- _Set task_: Render the material below as a JSON list of strings, one string per line, and leave out any blank lines.

Records from a dataset:
• • • •
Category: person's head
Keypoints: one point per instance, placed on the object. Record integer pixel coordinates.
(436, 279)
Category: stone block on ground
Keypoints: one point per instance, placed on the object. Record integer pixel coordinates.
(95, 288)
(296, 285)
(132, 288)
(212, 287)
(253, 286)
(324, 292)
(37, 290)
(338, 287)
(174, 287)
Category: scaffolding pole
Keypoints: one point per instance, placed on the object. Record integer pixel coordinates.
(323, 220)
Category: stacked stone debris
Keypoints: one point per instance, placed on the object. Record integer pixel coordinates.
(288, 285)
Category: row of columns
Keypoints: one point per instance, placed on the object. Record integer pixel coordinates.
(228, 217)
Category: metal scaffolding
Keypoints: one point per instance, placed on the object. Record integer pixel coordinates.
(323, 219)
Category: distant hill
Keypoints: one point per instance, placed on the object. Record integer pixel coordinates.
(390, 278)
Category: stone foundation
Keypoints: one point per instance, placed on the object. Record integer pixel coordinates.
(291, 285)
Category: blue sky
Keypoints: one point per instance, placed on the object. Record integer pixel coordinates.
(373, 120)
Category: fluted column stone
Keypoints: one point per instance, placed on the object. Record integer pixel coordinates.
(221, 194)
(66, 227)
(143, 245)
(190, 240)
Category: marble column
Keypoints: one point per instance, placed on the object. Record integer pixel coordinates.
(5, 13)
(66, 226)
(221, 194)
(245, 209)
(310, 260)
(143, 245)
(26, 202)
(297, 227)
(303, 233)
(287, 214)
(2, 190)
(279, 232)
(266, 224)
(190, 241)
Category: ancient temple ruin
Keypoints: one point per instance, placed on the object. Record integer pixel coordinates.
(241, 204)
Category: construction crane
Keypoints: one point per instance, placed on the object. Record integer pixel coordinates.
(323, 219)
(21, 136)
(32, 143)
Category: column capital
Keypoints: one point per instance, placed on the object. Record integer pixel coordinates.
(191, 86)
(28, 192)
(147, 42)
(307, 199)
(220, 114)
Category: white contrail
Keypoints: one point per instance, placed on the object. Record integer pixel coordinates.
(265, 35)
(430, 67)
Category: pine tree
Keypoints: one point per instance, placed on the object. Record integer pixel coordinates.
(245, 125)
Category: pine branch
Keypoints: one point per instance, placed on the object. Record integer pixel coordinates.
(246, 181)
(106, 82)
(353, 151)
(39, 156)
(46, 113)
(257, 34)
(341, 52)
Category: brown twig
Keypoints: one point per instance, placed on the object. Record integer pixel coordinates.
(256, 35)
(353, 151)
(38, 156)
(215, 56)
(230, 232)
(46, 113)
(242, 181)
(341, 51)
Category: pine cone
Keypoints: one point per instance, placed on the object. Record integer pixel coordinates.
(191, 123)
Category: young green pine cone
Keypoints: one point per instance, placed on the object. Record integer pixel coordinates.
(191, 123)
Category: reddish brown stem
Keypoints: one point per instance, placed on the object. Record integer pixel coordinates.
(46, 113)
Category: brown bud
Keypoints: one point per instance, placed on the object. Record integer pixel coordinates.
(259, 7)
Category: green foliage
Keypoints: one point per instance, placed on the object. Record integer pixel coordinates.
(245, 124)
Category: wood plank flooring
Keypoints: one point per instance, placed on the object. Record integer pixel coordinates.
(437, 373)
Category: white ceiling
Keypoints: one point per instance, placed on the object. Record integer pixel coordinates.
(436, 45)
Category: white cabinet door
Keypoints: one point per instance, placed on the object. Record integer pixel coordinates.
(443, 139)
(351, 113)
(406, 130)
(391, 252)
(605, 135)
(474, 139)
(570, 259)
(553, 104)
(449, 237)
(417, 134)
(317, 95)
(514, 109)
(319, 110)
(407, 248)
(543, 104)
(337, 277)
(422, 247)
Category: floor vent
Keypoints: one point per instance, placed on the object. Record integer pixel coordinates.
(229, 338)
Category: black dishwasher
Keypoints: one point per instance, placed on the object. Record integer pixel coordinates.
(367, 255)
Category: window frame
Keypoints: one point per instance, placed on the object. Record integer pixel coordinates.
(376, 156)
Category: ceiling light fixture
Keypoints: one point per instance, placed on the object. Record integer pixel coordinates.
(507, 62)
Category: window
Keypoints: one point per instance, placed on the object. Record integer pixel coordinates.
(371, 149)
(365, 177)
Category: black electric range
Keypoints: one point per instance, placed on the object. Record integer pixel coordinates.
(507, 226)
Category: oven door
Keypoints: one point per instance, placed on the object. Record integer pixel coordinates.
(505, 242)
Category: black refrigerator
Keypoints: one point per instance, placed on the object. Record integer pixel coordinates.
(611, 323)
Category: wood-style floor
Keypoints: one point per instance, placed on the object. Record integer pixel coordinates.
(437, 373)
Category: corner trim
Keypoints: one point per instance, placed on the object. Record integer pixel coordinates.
• • • •
- _Task output_:
[
  "Category: person's head",
  "Keypoints: one point per instance, placed on the object. Record integer pixel coordinates.",
  "(436, 279)",
  "Category: stone block on ground",
  "Keypoints: one point per instance, placed on the object. Record integer pixel coordinates.",
  "(95, 288)",
  "(296, 285)",
  "(132, 288)",
  "(212, 287)",
  "(253, 286)",
  "(324, 292)",
  "(37, 290)",
  "(338, 287)",
  "(174, 287)",
  "Category: scaffolding pole",
  "Keypoints: one point per instance, placed on the object. Record integer pixel coordinates.",
  "(323, 220)",
  "Category: stacked stone debris",
  "Keypoints: one point per instance, placed on the object. Record integer pixel coordinates.",
  "(288, 285)",
  "Category: row of columns",
  "Keypoints: one point per instance, placed on the object. Record integer pixel coordinates.",
  "(228, 217)",
  "Category: metal scaffolding",
  "Keypoints: one point per instance, placed on the object. Record integer pixel coordinates.",
  "(323, 219)",
  "Category: distant hill",
  "Keypoints: one point per instance, placed on the object. Record integer pixel coordinates.",
  "(390, 278)",
  "Category: stone foundation",
  "Keypoints: one point per instance, placed on the object. Record integer pixel coordinates.",
  "(291, 285)",
  "Category: blue sky",
  "Keypoints: one point per instance, placed on the object. Record integer pixel coordinates.",
  "(373, 120)",
  "Category: fluted column stone",
  "Keypoints: one point per instance, placed on the object. Record integer pixel coordinates.",
  "(221, 194)",
  "(66, 227)",
  "(143, 245)",
  "(190, 240)",
  "Category: marble column",
  "Keypoints: one point per instance, placed on the object. Record integer pixel coordinates.",
  "(5, 13)",
  "(66, 226)",
  "(221, 194)",
  "(245, 209)",
  "(310, 260)",
  "(143, 245)",
  "(26, 202)",
  "(297, 227)",
  "(303, 233)",
  "(287, 214)",
  "(2, 190)",
  "(279, 232)",
  "(266, 224)",
  "(190, 241)",
  "Category: ancient temple ruin",
  "Keypoints: one point per instance, placed on the object. Record integer pixel coordinates.",
  "(241, 204)",
  "Category: construction crane",
  "Keypoints: one point per instance, placed on the object. Record integer pixel coordinates.",
  "(323, 219)",
  "(21, 136)",
  "(32, 143)",
  "Category: column capital",
  "Keypoints: one point per instance, placed on the object. Record integer pixel coordinates.",
  "(191, 86)",
  "(28, 192)",
  "(147, 42)",
  "(307, 199)",
  "(220, 114)",
  "Category: white contrail",
  "Keypoints: one point per instance, placed on the object. Record integer pixel coordinates.",
  "(265, 35)",
  "(430, 67)",
  "Category: pine tree",
  "Keypoints: one point per instance, placed on the object. Record integer pixel coordinates.",
  "(245, 125)",
  "Category: pine branch",
  "Keypoints: one point per instance, placed on the object. Record integer pixel coordinates.",
  "(246, 181)",
  "(106, 82)",
  "(353, 151)",
  "(39, 156)",
  "(46, 113)",
  "(257, 34)",
  "(341, 52)",
  "Category: brown twig",
  "Keypoints: one point per instance, placed on the object. Record integer pixel coordinates.",
  "(256, 35)",
  "(353, 151)",
  "(38, 156)",
  "(215, 56)",
  "(230, 232)",
  "(46, 113)",
  "(242, 181)",
  "(341, 51)",
  "Category: pine cone",
  "Keypoints: one point per instance, placed on the object. Record integer pixel coordinates.",
  "(191, 123)",
  "Category: young green pine cone",
  "Keypoints: one point per instance, placed on the object. Record integer pixel coordinates.",
  "(191, 123)",
  "Category: reddish brown stem",
  "Keypoints: one point per instance, placed on the object. Record integer pixel coordinates.",
  "(46, 113)",
  "Category: brown bud",
  "Keypoints: one point per instance, placed on the object. Record integer pixel coordinates.",
  "(259, 7)",
  "Category: green foliage",
  "Keypoints: one point per instance, placed on the object. Record integer pixel coordinates.",
  "(245, 124)",
  "Category: wood plank flooring",
  "Keypoints: one point per instance, placed on the object. Record integer pixel coordinates.",
  "(437, 373)",
  "Category: white ceiling",
  "Keypoints: one point per instance, placed on the object. Record integer pixel coordinates.",
  "(436, 45)",
  "Category: white cabinet door",
  "Keypoints: one point per instance, placed on the object. Record integer pixel coordinates.",
  "(443, 139)",
  "(351, 113)",
  "(406, 130)",
  "(391, 252)",
  "(605, 135)",
  "(474, 139)",
  "(570, 259)",
  "(553, 104)",
  "(449, 237)",
  "(417, 134)",
  "(317, 95)",
  "(514, 109)",
  "(319, 110)",
  "(407, 248)",
  "(543, 104)",
  "(337, 277)",
  "(422, 247)",
  "Category: floor vent",
  "Keypoints: one point per instance, placed on the object. Record integer pixel coordinates.",
  "(229, 338)",
  "Category: black dishwasher",
  "Keypoints: one point per instance, placed on the object. Record integer pixel coordinates.",
  "(367, 255)",
  "Category: window frame",
  "Keypoints: one point per instance, placed on the object. Record integer pixel coordinates.",
  "(376, 156)",
  "Category: ceiling light fixture",
  "Keypoints: one point per instance, placed on the object. Record integer pixel coordinates.",
  "(507, 62)",
  "Category: window",
  "Keypoints: one point per instance, placed on the object. Record integer pixel coordinates.",
  "(371, 149)",
  "(365, 177)",
  "Category: black electric range",
  "Keypoints: one point per instance, placed on the object. Record integer pixel coordinates.",
  "(507, 226)",
  "Category: oven door",
  "Keypoints: one point per instance, placed on the object. Record integer pixel coordinates.",
  "(505, 242)",
  "Category: black refrigerator",
  "Keypoints: one point per instance, placed on the object. Record integer pixel coordinates.",
  "(611, 323)",
  "Category: wood-style floor",
  "Keypoints: one point per instance, placed on the object. Record integer pixel coordinates.",
  "(437, 373)",
  "Category: corner trim",
  "Keypoints: one point per instance, placed on the object. Record integer pixel coordinates."
]